__Aim of the exercise__
Make an exact copy of the records, dropping all pictures.

Data records: Begin

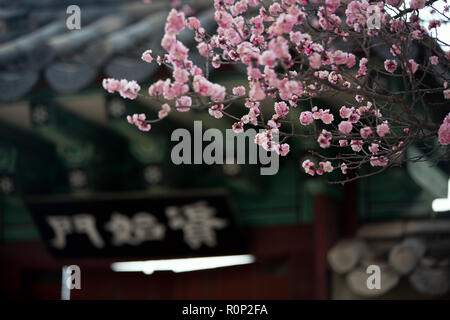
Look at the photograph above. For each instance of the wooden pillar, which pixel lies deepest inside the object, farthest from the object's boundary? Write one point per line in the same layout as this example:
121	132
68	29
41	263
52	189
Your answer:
348	215
325	233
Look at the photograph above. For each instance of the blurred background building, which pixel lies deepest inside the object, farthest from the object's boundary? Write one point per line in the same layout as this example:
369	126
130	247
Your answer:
61	134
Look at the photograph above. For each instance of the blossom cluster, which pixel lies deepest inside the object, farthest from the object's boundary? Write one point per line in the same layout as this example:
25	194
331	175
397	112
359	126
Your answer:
290	52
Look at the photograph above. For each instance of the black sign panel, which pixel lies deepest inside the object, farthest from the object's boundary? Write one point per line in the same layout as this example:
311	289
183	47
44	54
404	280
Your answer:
138	225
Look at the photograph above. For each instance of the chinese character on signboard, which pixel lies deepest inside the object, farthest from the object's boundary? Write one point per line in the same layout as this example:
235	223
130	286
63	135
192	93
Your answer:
138	225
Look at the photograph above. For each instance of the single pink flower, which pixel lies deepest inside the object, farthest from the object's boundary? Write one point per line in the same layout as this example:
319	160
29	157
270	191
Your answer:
345	127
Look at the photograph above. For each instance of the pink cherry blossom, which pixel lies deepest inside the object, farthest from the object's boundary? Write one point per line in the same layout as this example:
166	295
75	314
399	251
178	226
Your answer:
383	129
390	65
434	60
365	132
447	94
306	118
282	149
374	148
417	4
324	139
165	109
139	121
239	91
147	56
308	166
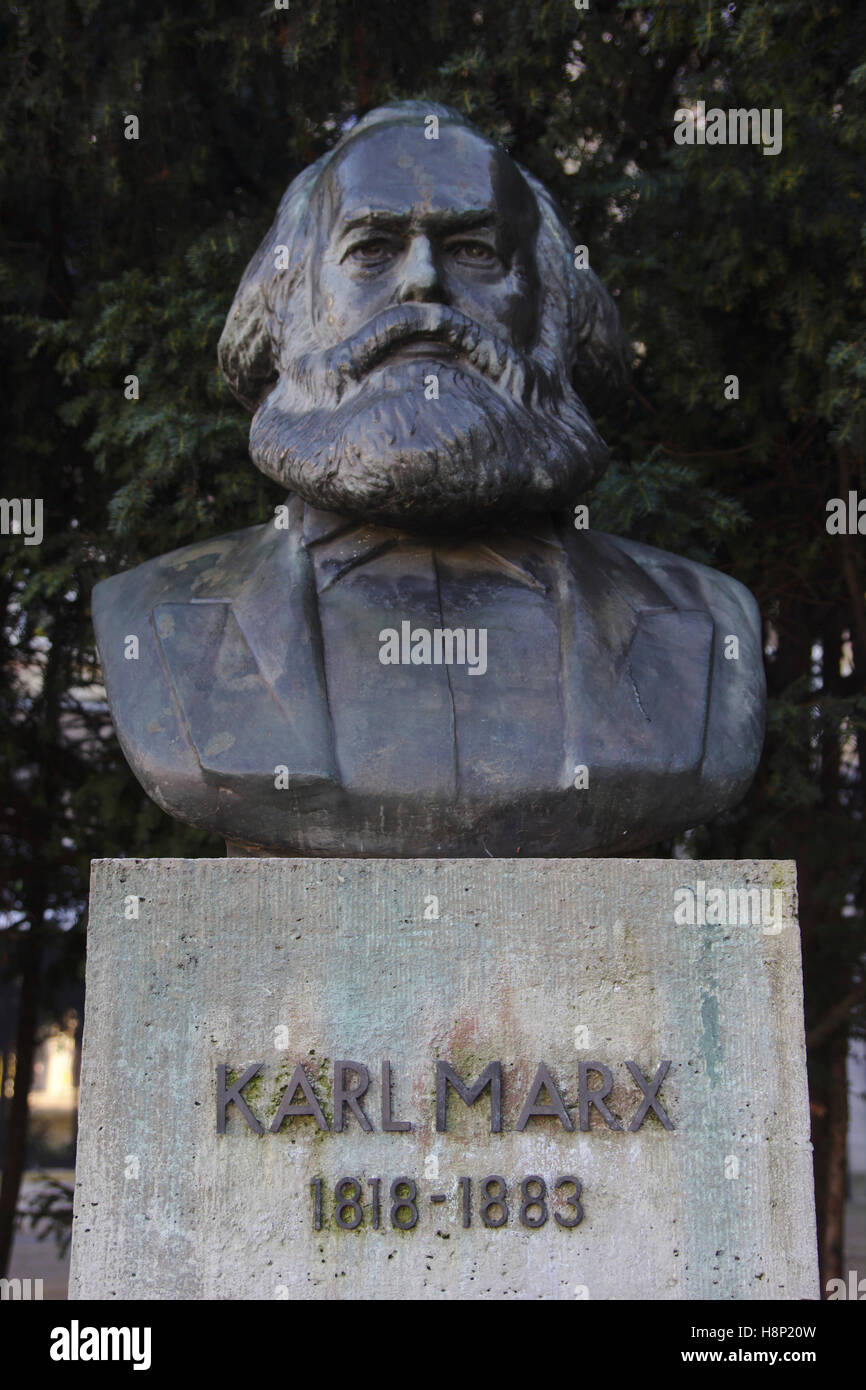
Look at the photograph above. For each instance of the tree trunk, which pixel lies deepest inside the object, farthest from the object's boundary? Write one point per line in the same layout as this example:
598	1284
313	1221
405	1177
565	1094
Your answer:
830	1140
25	1047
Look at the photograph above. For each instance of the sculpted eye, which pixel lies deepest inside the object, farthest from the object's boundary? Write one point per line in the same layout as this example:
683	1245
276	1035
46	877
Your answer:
371	252
474	253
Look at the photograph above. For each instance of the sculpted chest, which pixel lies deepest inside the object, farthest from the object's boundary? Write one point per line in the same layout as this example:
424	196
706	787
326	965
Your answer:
324	697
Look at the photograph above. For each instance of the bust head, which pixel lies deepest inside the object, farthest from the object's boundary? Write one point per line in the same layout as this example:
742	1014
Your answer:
413	337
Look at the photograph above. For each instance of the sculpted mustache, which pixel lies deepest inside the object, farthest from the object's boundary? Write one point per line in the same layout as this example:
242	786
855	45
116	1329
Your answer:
353	359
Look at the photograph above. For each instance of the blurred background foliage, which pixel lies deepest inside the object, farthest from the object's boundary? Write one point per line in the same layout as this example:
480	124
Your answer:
121	257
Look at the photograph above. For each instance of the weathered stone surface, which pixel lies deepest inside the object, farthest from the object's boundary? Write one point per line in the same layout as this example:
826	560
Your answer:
558	961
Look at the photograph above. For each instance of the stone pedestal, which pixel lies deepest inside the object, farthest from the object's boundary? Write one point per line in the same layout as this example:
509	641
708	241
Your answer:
642	1129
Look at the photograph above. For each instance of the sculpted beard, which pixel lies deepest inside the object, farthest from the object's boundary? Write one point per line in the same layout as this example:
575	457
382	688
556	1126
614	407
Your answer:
350	430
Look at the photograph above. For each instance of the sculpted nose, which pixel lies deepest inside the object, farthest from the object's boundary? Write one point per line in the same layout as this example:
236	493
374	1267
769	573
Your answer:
420	274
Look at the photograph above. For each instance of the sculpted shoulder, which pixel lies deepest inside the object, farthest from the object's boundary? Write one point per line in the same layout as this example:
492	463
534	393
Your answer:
737	695
143	706
688	583
206	569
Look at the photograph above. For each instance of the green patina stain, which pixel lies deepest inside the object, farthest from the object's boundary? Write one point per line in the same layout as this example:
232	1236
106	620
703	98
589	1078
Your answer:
712	1043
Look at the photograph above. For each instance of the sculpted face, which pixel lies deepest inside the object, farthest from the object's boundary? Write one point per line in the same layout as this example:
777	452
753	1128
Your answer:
421	264
455	227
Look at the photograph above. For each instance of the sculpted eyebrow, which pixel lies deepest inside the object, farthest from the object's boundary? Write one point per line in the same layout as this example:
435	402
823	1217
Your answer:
473	218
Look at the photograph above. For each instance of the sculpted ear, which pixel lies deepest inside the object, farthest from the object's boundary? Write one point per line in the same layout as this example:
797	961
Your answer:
248	345
246	352
580	320
601	367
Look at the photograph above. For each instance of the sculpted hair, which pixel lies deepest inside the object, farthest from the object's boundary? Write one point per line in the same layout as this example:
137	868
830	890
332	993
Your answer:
580	334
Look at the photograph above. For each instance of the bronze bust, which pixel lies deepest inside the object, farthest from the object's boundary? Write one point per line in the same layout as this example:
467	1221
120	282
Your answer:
420	655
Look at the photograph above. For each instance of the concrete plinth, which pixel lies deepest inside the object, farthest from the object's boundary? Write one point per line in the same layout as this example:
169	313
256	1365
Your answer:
669	988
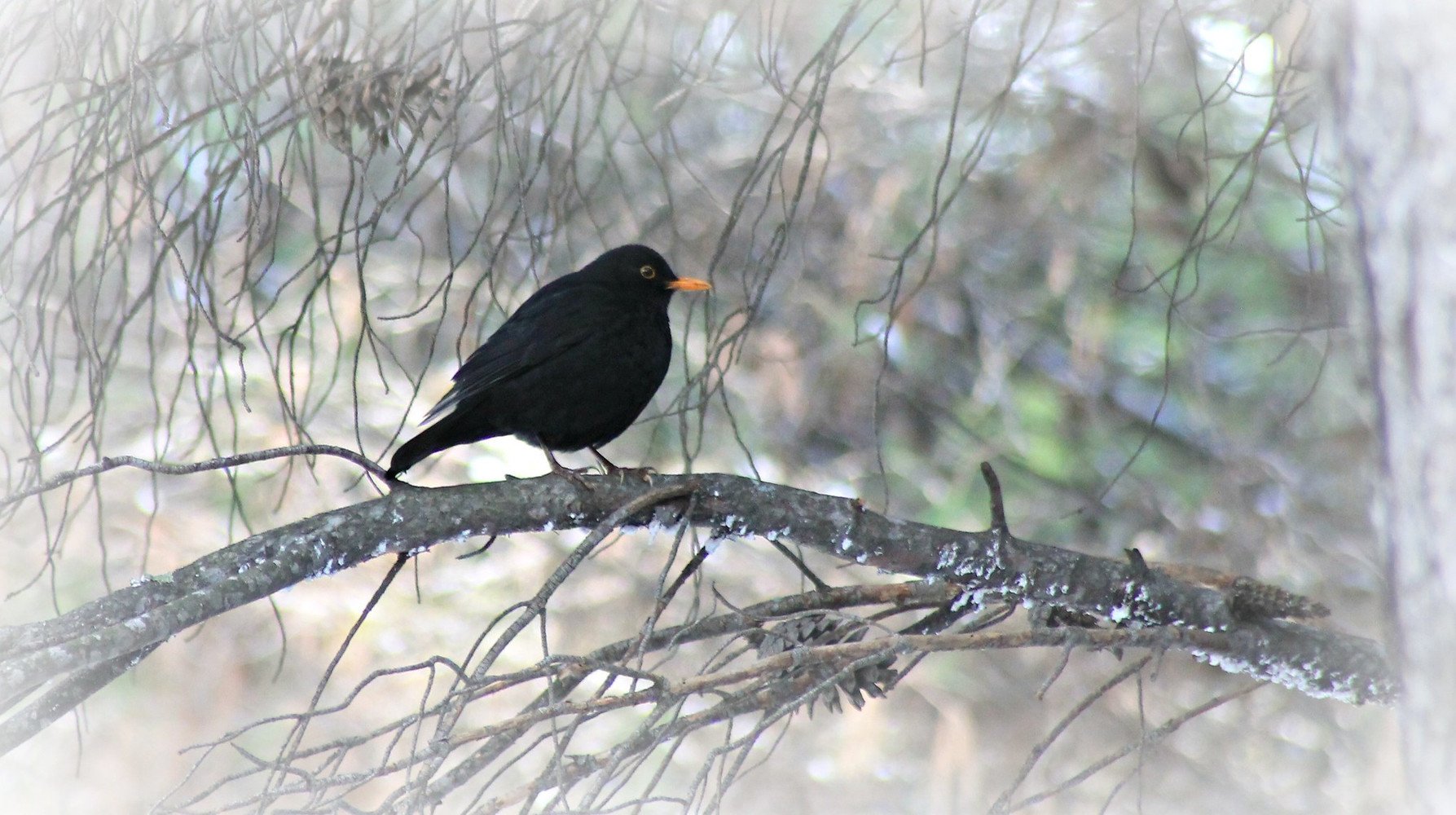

Data records: End

__Response box__
Look at the photograph above. For each instance of the wooden pillar, which pixel lies deepest inside the object, farthest from the object's boundary? Write one point per line in the same layout as this example:
121	132
68	29
41	263
52	189
Your answer:
348	215
325	233
Look at the photograph above. For each instance of the blurred background building, which pixel lies deepest inside the object, farthest from the object's boundary? Write one point per line in the same layout as this example:
369	126
130	247
Your answer:
61	134
Look at the photograph above. For each instance of the blossom cluster, which pixel lies deepest inside the object, farthest from the object's boundary? Write one point per line in the same layout as this example:
25	194
331	175
397	112
359	126
Your answer:
290	52
Look at the photograph above. For each instance of the black sign panel, which pixel lies deepest inside the object, farthest from the object's boundary? Write one point per line in the same layout as this example:
311	289
183	47
44	54
404	280
Your answer:
138	225
Look at the photograph above. For each instance of the chinese character on signboard, which pixel lies deepest inside the object, farthest from the object's boundary? Write one point per line in the same layout as this example:
235	223
130	286
63	135
192	93
Your answer:
138	225
Look at the photograph above. For each instance of the single pink flower, which pixel lies deepest inside the object, farthest from the object's boundary? Write one point per line in the same layout as this example:
319	160
29	157
270	191
Your answer:
345	127
Look at the photograph above. For each instance of the pink cherry blossom, which pixel lies deepest inside the object, farthest from the object's boundary? Write one point per line in the same layout as this example:
166	295
75	314
399	251
178	226
Your answer:
383	129
390	65
434	60
365	132
447	94
306	118
282	149
374	148
417	4
324	139
165	109
139	121
239	91
147	56
308	166
Look at the photograph above. For each instance of the tree trunk, which pixel lies deepest inside the object, farthest from the object's boundary? Write one point per line in the same layout as this example:
598	1284
313	1221
405	1177
565	1094
Your answer:
830	1140
25	1047
Look at the photograph above. For each instance of the sculpted eye, which pixel lies deepest inside the object, farthest from the object's boundary? Write one point per line in the same layout as this example:
683	1245
276	1035
46	877
Your answer:
371	252
474	253
Look at the photograph above. For each instance of the sculpted chest, which pixel lies deepest inside the object, farthest from the object's boundary? Write one point per line in the same layout as this example:
424	196
706	787
326	965
Your answer:
324	697
Look at the photograph above. For each instance of the bust head, which pixel lies deepest inside the object, farthest from the object's boundary? Write one point per line in the same layout as this example:
742	1014
Your answer:
413	337
Look at the photograph above. For each instance of the sculpted mustache, which pixel lies deepest inside the object, farthest from the object's boundary? Write one point per line in the same layout as this example:
242	786
855	45
116	1329
Your answer:
353	359
Look at the photograph above. For each instance of the blurred background foliage, which pixel lies deepest inside the object, farthest from the object's boundary? Write one point per line in the same layout as this example:
480	124
Your answer:
121	257
Look at the photograph above. For each instance of the weathered stone surface, which pixel lies deepest inside the object, farthest from the object's boundary? Write one point per line in the same layout as this example:
826	560
Your answer:
558	961
Look at the photograph above. For each instance of the stone pedestal, which pixel lies deepest inside the object, farthest from the object's boundary? Write one point per line in the same layout as this example:
509	641
708	241
Your answer:
642	1129
Look at the photograph above. For each instance of the sculpted beard, which pixel lies deepest inside the object, farthest from the object's boundary? Write one point per line in the same layout as this example:
575	457
382	688
556	1126
614	407
Your answer:
350	430
Look at the photograph above. For each instance of the sculpted nose, which pixel lies deepest inside the object, farthest from the object's boundary? Write one point per line in the same layout as this example:
236	493
374	1267
769	573
Your answer:
420	274
Look at the photograph above. For each instance of the sculpted shoulder, which pixel lies deepest inside the object, farthest from the object's boundary? Write one point per line in the same layout as this example:
492	463
534	393
Your answer:
737	695
143	706
688	583
206	569
Look at the photograph above. For each instance of the green patina stain, which pixel lies deepest inside the object, farthest from the object's boundary? Write one point per line in the same layout as this example:
232	1236
106	620
703	98
589	1078
Your answer:
712	1043
Look at the photograph above. For each instance of the sculpted face, which pixel lies deepest inside the object, farthest from the object's boundary? Write one point per line in the same layout as this example:
777	452
753	1128
Your answer:
421	264
455	227
Look at the photograph above. For each instance of the sculpted eyebrow, which pixel lies deepest inside the object, farthest from the object's boundary? Write one point per line in the same layout as this example:
435	402
823	1217
Your answer:
473	218
Look at the photograph above. For each instance of the sculpted ear, which pixel lies deepest inside the object, farthest from the object's boundary? Write one point per line in the same layout as this example:
797	961
Your answer:
248	345
246	352
580	320
601	367
Look at the photograph above. For each instance of the sculpted hair, which pixel lies deepest inside the object, farthest from the object's boundary? Write one point per line in the same layout as this example:
137	868
830	890
332	993
Your answer:
580	334
Look at the photograph above. For each instance of the bronze bust, which pixel lies deepest inside the object, farthest from the object's boundary? Write one point per line in the same layout as this example:
467	1221
120	282
Your answer:
420	655
Look at the photograph above. For each instance of the concrete plinth, which pixel lies deepest inside the object, farthest from the object's boundary? Write one point per line in the same layout as this example:
169	313
256	1365
Your answer:
669	988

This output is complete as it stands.